**To-do list:**
1. In the Meadley branch thread, why did the layout builder raise and level the site with landscape timbers?
2. According to the Meadley branch thread, what does a 2x6x10 cedar board cost?
3. Resume the Meadley branch thread with the next post after its final one.

**Page:**
------------------------------------------------------------
# The Meadley branch begins



## Dr G (Jan 16, 2008)

Well I finally have started my layout, and in the spirit of this forum I'll post some pictures as I go. 
It will be a very small layout, and unlike most it will be a point to point switching layout using the Florida East Coast's Meadley lead as inspiration. 
I have lots of room for a loop in other parts of my yard, but this area really struck my fancy for the layout and I wanted to start with something small. I don't have a lot of time to work on it, maybe 2 or 3 days a month. 
Here is the site after 2 days of cleaning out the rock mulch (don't ever landscape with rock mulch!!) 
















I also put in drain pipes to redirect the gutter down spouts on to the drive and not into the layout space. 
Next I raised and leveled the space with landscape timbers--I will be running battery and R/C and did not want any grades. Besides it is really tough to get a car to stay on a siding that is not level. 








And here are my gandy dancers--this can be a family hobby. 
























And the progress on the ladder roadbed, ripped from ceder 2x6 and leveled on PVC pipes: 








This has all taken place over the last few months, just getting around to posting. 
I'll add to this as I get more done. Thanks for your interest.


----------



## Joe McGarry (Jan 4, 2008)

Very nicely done, looks like it should be an interesting layout. Hope you will keep us posted on progress. Wish I had a couple of helpers! 

Best wishes, Joe M.


----------



## Torby (Jan 2, 2008)

Very nice! 

Helpful youngun's there.


----------



## Paul Burch (Jan 2, 2008)

Looking good. Track power,battery? Code 332 or 250?


----------



## Dr G (Jan 16, 2008)

Thanks for the comments. 

The yunguns (yup thats what they are south of the Mason-Dixon line) up and left with mommy today to go swimming at a friends pool!/DesktopModules/NTForums/themes/mls/emoticons/sad.gif Not sure how swimming beats a day in the sun moving dirt--oh well. 

Paul the track is code 250, llagas creek Al rail, switch crafters #6 switches and 2 old pullman switches I had laying around. 
Battery power--I posted the engine I built in the rolling stock forum http://www.mylargescale.com/Communi...rumid/14/postid/20844/view/topic/Default.aspx 
If this turns out a fraction as nice as your layout I will consider it a sucess 
Thanks for the inspiration. 
I have to credit Richard Smith with the ladder roadbed I am building: 2x6 ceder ripped on my table saw. It is working well, though I think he had acess to better quality ceder--about half of the slats I cut cracked or split at imperfections in the wood but still at about $13 for a 2x6x10 ceder board that yields about 20ft plus of roadbed--not bad!! Beats the cost of PCV lumber at over $5.00 per slat./DesktopModules/NTForums/themes/mls/emoticons/shocked.gif 
I painted all the lumber as it will be in the ground. 
I have some better shots of the progress from last night, just need to download.


----------



## Dr G (Jan 16, 2008)

Here is a progress photo from last night. Made more progress today, I'll post those later.


----------



## Paul Burch (Jan 2, 2008)

I have a few Old Pullman turnouts. They are a bit tight in tolerance through the guard rails from the factory. I used a dremel to widen them a little. Also the point attachment to the throw bar is weak. I had a couple break. I now rebuild the throwbars in the same way that Sunset Valley does theirs. The Old Pullmans will work fine after the mods. Glad you chose to use code 250. Everything runs fine on it and it is so much better looking.
------------------------------------------------------------
Dataset entries
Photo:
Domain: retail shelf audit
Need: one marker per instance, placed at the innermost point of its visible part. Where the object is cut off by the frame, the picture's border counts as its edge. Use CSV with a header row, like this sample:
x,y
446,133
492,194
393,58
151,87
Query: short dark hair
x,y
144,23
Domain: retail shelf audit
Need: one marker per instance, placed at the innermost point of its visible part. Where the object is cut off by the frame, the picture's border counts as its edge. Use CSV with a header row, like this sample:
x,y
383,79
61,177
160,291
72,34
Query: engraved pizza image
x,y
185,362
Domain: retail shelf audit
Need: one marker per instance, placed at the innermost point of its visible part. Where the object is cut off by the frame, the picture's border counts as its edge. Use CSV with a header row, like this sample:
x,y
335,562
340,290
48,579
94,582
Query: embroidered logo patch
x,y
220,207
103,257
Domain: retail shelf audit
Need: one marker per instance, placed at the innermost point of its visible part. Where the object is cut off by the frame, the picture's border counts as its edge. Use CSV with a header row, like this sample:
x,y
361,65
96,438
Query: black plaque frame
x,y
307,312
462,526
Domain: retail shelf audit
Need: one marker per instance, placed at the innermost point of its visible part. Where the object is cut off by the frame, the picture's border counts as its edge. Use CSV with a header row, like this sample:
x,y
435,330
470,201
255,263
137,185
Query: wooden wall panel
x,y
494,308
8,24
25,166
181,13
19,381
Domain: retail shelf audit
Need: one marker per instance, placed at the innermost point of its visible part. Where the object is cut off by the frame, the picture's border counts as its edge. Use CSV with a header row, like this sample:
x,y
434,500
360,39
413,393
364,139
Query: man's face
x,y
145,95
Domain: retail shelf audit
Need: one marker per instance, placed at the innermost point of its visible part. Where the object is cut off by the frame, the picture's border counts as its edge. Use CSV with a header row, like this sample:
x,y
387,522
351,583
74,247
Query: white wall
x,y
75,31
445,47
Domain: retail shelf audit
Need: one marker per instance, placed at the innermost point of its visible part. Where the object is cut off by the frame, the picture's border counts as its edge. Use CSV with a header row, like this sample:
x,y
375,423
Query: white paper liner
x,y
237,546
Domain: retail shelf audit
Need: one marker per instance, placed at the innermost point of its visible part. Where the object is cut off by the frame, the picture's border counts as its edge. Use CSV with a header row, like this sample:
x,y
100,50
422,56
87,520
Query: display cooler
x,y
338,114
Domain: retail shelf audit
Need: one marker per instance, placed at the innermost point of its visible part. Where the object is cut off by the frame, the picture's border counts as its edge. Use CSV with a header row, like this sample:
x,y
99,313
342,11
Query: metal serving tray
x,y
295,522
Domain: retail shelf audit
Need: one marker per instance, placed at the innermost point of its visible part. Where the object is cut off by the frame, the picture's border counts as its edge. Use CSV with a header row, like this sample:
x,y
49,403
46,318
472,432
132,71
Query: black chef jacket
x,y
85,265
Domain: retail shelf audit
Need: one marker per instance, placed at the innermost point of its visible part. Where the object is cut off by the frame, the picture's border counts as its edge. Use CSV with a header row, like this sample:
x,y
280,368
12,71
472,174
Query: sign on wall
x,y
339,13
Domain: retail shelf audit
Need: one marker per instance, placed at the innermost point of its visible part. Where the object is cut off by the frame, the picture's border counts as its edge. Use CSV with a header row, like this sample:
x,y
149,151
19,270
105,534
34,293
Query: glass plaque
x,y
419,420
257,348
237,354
------------------------------------------------------------
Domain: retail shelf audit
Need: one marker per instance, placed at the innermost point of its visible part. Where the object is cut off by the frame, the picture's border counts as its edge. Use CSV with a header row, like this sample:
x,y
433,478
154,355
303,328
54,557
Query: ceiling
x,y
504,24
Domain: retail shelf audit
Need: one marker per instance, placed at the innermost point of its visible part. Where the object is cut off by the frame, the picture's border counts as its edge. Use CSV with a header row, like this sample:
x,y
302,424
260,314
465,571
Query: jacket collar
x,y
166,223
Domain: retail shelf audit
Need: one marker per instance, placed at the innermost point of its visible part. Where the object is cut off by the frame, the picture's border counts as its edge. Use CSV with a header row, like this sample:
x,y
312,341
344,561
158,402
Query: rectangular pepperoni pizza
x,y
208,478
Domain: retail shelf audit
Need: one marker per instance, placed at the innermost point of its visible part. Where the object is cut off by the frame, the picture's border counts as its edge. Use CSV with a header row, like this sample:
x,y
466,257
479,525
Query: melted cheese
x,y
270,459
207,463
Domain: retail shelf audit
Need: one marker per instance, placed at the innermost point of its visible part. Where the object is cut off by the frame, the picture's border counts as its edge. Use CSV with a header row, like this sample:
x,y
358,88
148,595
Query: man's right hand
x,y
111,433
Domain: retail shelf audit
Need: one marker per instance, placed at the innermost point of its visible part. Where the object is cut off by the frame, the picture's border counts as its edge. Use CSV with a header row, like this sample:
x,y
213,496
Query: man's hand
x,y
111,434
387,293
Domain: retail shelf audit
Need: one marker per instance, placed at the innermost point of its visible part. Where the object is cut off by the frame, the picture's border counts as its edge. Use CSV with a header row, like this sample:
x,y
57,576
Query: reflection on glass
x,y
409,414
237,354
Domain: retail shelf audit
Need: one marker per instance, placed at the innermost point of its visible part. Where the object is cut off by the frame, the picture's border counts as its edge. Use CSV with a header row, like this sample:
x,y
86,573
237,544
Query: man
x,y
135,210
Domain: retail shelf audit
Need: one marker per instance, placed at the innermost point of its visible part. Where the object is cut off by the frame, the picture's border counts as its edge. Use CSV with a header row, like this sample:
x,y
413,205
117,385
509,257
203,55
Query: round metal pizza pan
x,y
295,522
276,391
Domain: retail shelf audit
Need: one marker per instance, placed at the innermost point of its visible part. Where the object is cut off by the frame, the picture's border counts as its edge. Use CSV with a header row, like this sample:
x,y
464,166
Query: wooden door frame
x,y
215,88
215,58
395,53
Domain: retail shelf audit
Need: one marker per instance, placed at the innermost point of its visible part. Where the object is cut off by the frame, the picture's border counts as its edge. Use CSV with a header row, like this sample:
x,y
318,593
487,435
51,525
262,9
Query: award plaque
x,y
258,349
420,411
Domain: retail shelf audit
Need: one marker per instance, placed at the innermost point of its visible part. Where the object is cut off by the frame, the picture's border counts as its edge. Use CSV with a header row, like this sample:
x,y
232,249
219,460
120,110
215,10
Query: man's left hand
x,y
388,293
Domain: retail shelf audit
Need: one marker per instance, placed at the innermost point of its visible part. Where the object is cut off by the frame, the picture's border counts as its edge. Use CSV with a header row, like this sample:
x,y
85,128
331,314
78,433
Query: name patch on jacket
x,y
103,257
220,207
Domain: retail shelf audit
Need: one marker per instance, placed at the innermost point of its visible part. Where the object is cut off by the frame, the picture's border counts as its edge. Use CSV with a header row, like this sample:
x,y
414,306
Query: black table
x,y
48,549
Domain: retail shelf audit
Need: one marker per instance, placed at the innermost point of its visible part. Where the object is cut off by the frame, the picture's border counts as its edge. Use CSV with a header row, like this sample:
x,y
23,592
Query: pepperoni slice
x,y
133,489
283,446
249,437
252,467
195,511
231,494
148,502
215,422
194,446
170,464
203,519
------------------------------------------------------------
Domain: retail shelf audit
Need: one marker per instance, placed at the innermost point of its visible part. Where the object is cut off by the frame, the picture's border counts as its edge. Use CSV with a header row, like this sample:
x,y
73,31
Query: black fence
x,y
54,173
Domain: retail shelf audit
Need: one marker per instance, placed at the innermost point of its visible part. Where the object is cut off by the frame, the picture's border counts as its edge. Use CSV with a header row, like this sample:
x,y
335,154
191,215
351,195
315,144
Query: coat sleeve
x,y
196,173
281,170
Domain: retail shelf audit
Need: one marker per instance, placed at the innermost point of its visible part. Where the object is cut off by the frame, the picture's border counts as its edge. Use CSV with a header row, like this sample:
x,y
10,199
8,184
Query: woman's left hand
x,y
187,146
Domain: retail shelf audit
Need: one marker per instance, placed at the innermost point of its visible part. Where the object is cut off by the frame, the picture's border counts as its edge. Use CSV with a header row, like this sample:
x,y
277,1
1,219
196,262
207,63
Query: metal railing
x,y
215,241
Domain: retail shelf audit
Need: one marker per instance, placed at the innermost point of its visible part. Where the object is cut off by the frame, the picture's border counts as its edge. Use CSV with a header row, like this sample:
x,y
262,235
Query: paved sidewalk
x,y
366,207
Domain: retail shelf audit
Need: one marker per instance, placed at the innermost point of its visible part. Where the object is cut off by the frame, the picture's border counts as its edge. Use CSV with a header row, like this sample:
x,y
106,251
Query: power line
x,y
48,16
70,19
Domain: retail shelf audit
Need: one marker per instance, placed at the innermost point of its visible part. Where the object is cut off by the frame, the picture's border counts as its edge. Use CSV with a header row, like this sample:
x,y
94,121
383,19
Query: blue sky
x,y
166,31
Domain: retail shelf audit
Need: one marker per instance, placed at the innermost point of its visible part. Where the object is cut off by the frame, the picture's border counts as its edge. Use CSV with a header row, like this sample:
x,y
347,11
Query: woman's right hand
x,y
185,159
------------------------------------------------------------
**Results of the exercise:**
1. The layout would run on battery and R/C, so the builder wanted no grades. A car is also hard to keep on a siding that is not level.

2. About $13.

3.
----------



## Dr G (Jan 16, 2008)

Paul, 

Do you have a picture of how you rebuilt the Old Pullman switches? I suspect it will be easier to do BEFORE I lay them! 

Matt


----------



## Dr G (Jan 16, 2008)

I finished the roadbed today, just before the afternoon monsoon 

Here's a few shots of it. Next Ineed to fill in around the ladder and get on with laying the track. Still working on ballast choice--looks like it will be limestone fines--just want to find something a little more coarse than the stuff used for leveling patio stones--that is more like the size of sand. Anyone have any thoughts and buring the ladder in gravel of just dirt?


----------



## Paul Burch (Jan 2, 2008)

Matt, 
If you go to the Sunset Valley website and look at a couple turnouts you can see how they do it. A heavier throw bar made out of,I think, delrin plastic. There is a fairly good size brass tab that is soldered to the inside of the point rails and screwed to the throwbar. Leave the screw slightly loose. The throwbar will be a bit oversize but worth it for long reliable operation. I also now use only their brass ground throws and switch stands on new installs,again a quality product. I think the Sunset Valley turnouts are the best built on the market,bar none. Also check the gauge on the Old Pullman. I think those were the ones that were a little tight in spots. And you are right,much easier to do on the workbench.


----------



## Dr G (Jan 16, 2008)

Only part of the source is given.